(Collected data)
☆ ☆ ☆

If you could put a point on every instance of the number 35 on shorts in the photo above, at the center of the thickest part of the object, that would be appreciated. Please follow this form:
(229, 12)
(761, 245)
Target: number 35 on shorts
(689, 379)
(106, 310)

☆ ☆ ☆

- **Objective**: Can you repeat the listing above word for word, changing nothing?

- **Written answer**:
If you could put a point on every instance of the number 35 on shorts in the photo above, at the center of the thickest part of the object, that would be appreciated. Please follow this form:
(229, 12)
(761, 245)
Target: number 35 on shorts
(689, 379)
(106, 310)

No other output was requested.